* _Set exercise A_
Decide whether each statement agrees with the digit-positions message below, answering yes or no for (i), (ii) and (iii) and quoting the words of the message that settle it. (i) The terms of T must be distinct positive non-prime numbers. (ii) Maximilian Hasler found the second part of the earlier message interesting. (iii) The term 34 says that position 4 holds a 3.
* _Set exercise B_
Please go on with the digit-positions message below, starting right after its final line.

* _Page text_
>> START
[seqfan] Re: Primes describing digit positions

Éric Angelini bk263401 at skynet.be
Mon Mar 9 23:32:31 CET 2020

Many thanks to Hans -- who just answered to the first
part of my former SeqFan message.
Here is a variant built on the second part of the 
same message -- second part explored by Maximilian
Hasler and declared uninteresting by both me and him
(and the facts).

So, instead of primes describing the positions in S
of prime digits, here is T, a lexico-first seq of
distinct positive non-prime terms describing the
positions of the non-prime digits of T itself:

T = 20, 40, 34, 64, 76, 84, 200, 210, 300, 106,...

Recap for the absents: 
“20” must be read: “At position 2, there is a 0”. And indeed, there is, when considering T as a string of concatenated digits.
“40” reads: “At position 4, there is a 0” – which is true.
“34” reads: “At position 3, there is a 4” – which is also true.
“200” reads: “At position 20, there is a 0” – which is true (the central 0 in 300); etc.
>> END
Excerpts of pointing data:
>> START
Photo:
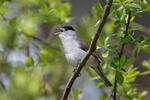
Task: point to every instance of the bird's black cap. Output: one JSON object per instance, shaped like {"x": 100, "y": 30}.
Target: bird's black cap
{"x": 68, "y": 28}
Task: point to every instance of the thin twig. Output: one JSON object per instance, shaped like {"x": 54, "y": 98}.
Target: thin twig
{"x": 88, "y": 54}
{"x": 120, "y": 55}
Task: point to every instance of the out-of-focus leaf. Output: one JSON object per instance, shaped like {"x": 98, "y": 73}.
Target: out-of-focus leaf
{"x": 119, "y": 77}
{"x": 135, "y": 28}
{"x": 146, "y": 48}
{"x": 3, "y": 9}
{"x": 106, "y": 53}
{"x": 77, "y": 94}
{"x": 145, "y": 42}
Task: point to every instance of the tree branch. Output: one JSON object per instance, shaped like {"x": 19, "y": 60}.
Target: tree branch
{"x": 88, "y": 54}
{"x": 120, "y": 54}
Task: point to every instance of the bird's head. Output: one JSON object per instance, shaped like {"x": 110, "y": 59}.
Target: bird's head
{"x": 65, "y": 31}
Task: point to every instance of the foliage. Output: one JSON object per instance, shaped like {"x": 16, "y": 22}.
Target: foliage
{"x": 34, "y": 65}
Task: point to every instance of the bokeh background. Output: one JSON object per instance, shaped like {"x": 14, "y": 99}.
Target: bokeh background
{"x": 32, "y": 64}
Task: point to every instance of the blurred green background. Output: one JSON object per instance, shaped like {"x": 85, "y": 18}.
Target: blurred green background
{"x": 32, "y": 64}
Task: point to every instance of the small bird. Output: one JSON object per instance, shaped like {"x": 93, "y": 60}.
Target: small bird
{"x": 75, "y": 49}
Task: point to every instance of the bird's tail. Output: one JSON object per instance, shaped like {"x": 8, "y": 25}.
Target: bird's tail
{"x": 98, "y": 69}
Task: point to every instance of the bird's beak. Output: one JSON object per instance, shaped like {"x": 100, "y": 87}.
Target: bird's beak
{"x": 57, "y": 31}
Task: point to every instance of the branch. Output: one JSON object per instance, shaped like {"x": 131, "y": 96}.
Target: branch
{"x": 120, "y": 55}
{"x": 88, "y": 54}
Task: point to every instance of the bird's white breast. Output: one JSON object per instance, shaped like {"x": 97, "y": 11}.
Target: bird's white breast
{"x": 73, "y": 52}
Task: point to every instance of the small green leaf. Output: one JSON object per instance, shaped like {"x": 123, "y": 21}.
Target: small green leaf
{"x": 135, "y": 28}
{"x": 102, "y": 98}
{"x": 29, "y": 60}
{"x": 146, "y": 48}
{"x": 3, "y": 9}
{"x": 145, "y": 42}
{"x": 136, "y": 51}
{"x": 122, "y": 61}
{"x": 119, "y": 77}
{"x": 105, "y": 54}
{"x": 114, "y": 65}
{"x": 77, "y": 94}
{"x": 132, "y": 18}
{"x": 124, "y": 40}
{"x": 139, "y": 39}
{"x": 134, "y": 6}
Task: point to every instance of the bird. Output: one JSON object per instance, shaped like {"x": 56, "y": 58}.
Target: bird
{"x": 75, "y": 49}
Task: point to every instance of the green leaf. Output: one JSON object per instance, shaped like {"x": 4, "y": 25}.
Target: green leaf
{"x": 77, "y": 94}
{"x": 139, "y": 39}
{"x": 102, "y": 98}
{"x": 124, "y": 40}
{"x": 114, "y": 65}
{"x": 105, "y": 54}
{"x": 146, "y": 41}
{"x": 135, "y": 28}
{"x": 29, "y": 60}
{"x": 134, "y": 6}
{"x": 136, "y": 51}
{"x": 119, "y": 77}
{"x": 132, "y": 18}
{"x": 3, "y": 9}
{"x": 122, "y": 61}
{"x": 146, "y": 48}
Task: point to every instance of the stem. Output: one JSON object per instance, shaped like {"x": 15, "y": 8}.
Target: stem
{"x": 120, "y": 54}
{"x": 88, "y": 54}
>> END
>> START
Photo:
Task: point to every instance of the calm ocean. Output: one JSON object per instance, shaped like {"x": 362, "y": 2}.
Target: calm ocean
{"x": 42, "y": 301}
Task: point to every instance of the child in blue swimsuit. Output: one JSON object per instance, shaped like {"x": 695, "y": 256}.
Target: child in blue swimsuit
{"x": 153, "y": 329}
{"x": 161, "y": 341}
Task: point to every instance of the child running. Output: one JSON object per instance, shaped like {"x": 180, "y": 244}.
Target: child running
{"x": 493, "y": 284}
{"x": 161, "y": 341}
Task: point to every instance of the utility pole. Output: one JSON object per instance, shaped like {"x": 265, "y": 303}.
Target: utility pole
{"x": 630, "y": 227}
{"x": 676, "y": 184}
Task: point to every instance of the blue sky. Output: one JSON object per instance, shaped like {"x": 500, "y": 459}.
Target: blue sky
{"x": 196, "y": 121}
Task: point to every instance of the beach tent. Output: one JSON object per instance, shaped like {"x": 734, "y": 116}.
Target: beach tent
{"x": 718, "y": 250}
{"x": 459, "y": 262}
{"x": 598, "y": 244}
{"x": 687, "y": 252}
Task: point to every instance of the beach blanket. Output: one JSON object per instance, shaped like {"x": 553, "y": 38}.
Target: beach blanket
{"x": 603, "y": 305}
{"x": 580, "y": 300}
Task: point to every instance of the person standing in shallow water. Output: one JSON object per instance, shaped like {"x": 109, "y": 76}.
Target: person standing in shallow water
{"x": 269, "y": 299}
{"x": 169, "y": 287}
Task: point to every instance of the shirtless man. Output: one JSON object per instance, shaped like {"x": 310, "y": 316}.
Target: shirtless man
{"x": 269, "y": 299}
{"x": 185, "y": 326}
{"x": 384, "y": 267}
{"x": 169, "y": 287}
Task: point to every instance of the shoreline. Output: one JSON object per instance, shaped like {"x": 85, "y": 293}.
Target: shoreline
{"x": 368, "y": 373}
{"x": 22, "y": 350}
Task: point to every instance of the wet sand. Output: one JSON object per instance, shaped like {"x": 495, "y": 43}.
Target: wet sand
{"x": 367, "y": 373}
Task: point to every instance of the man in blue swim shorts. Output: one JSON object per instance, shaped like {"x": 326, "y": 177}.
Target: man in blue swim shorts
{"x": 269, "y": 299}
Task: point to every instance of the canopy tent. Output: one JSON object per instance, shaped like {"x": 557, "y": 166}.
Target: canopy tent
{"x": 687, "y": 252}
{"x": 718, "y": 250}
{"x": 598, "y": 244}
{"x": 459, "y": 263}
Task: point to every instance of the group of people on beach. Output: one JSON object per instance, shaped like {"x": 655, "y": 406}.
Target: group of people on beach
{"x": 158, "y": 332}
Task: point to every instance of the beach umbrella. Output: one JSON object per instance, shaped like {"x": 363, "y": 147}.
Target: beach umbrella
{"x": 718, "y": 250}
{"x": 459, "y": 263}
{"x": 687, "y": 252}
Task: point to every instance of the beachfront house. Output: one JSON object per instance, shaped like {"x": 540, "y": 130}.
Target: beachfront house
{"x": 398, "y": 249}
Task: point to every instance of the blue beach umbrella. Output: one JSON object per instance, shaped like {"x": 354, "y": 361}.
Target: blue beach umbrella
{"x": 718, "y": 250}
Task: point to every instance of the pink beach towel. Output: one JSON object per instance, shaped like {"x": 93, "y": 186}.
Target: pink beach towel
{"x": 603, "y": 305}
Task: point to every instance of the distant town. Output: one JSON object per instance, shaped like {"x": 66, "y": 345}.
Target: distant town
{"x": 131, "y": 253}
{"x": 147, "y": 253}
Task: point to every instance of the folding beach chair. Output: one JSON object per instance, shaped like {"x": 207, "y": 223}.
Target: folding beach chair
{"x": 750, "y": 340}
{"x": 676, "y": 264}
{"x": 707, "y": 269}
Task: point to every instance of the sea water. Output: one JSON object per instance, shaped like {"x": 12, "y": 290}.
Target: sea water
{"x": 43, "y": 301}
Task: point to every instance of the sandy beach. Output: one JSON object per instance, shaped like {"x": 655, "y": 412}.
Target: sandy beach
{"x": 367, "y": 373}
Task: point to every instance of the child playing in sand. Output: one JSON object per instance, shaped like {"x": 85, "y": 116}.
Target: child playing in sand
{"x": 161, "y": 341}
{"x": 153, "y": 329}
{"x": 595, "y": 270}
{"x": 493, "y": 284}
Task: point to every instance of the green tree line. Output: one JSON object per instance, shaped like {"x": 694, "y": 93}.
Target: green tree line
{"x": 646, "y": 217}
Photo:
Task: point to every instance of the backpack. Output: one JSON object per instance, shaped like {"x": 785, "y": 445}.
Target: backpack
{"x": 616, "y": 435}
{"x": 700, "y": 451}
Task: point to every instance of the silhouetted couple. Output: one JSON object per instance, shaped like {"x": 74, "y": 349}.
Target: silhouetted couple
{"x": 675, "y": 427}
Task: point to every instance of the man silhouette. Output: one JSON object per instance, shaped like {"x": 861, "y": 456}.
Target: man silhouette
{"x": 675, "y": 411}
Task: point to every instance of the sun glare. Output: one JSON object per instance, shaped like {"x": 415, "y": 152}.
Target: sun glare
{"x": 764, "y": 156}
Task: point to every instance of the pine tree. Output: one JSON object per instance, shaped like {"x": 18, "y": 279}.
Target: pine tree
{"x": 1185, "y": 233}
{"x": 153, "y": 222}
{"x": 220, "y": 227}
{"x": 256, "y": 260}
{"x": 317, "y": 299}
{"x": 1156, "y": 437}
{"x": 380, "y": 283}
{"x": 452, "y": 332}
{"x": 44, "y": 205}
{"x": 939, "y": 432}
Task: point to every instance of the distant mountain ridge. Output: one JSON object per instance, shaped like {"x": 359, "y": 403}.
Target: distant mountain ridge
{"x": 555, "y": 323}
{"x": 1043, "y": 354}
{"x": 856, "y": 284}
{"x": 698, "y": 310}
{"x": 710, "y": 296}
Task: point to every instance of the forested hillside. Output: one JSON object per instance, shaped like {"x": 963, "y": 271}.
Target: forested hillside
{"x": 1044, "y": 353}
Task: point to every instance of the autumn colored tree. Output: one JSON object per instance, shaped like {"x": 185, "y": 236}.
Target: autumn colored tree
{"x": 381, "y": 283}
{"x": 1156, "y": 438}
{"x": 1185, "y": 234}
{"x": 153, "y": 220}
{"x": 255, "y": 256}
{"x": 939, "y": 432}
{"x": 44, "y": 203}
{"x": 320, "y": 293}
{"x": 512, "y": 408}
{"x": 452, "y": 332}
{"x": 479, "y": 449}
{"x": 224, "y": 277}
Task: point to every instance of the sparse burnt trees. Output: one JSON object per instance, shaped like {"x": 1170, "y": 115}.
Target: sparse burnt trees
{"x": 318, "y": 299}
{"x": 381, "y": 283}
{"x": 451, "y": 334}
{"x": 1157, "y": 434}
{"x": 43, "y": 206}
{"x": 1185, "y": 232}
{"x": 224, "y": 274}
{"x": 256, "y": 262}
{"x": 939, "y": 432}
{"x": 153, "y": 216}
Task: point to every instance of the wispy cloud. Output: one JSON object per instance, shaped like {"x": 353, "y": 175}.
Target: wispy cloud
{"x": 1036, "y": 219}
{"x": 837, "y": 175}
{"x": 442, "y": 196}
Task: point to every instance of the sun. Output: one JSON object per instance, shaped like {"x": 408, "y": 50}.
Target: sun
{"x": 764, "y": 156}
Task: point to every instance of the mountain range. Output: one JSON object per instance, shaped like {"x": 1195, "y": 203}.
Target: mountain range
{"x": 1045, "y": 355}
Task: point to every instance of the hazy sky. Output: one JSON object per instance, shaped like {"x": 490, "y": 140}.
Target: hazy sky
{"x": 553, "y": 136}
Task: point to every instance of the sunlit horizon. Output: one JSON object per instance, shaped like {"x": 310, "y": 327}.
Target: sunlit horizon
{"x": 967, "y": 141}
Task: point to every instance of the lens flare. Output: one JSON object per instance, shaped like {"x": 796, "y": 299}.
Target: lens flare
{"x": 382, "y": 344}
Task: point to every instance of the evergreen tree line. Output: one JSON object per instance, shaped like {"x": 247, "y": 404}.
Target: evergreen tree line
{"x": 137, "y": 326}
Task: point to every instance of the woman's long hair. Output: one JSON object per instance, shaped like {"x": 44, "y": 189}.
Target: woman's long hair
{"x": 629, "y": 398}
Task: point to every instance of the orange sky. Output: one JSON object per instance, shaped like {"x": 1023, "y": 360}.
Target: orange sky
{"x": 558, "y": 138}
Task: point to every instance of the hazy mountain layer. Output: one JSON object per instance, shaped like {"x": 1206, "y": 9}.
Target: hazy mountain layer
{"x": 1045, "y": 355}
>> END
* _Expected answer A_
(i) Yes: "distinct positive non-prime terms"
(ii) No: "declared uninteresting by both me and him"
(iii) No: "“34” reads: “At position 3, there is a 4”"

* _Expected answer B_
We see with the 200 example that the last digit “d” is what we describe and the string before “d” is the position of “d” in T (T stands for Tricky).

The other rules have not changed: we describe only non-prime digits; we use in T only non-prime terms; T is the lexicographically earliest seq of distinct positive integers with this property.
Is this seq really tricky? Oh yeaaah! See herunder.
Why is a(1) not equal to 1?
Because no term of T can have less than 2 digits.
Why is a(1) not equal to 10?
Because there is no 0 in position 1.
Why is a(1) not equal to 11?
Because 11 is a prime – which is forbidden.
Why is a(2) not equal to 12?
Because we don’t describe prime digits’ positions – and 2 is such a pariah.
Why is a(3) not equal to 33?
Because we don’t describe prime digits’ positions – and 3 is another such pariah (like 5 and 7).
Why is a(3) not equal to 64?
Because we always extend T with the smallest available term not leading to a contradiction – and 34 is such a term.
Why is a(7) = 200? Is it impossible to find a smaller term?
Because yes, it is impossible – look. We yellow the 6 digits that are described by the terms a(1) to a(6):

(follow up with yellow color on my webpage, as usual)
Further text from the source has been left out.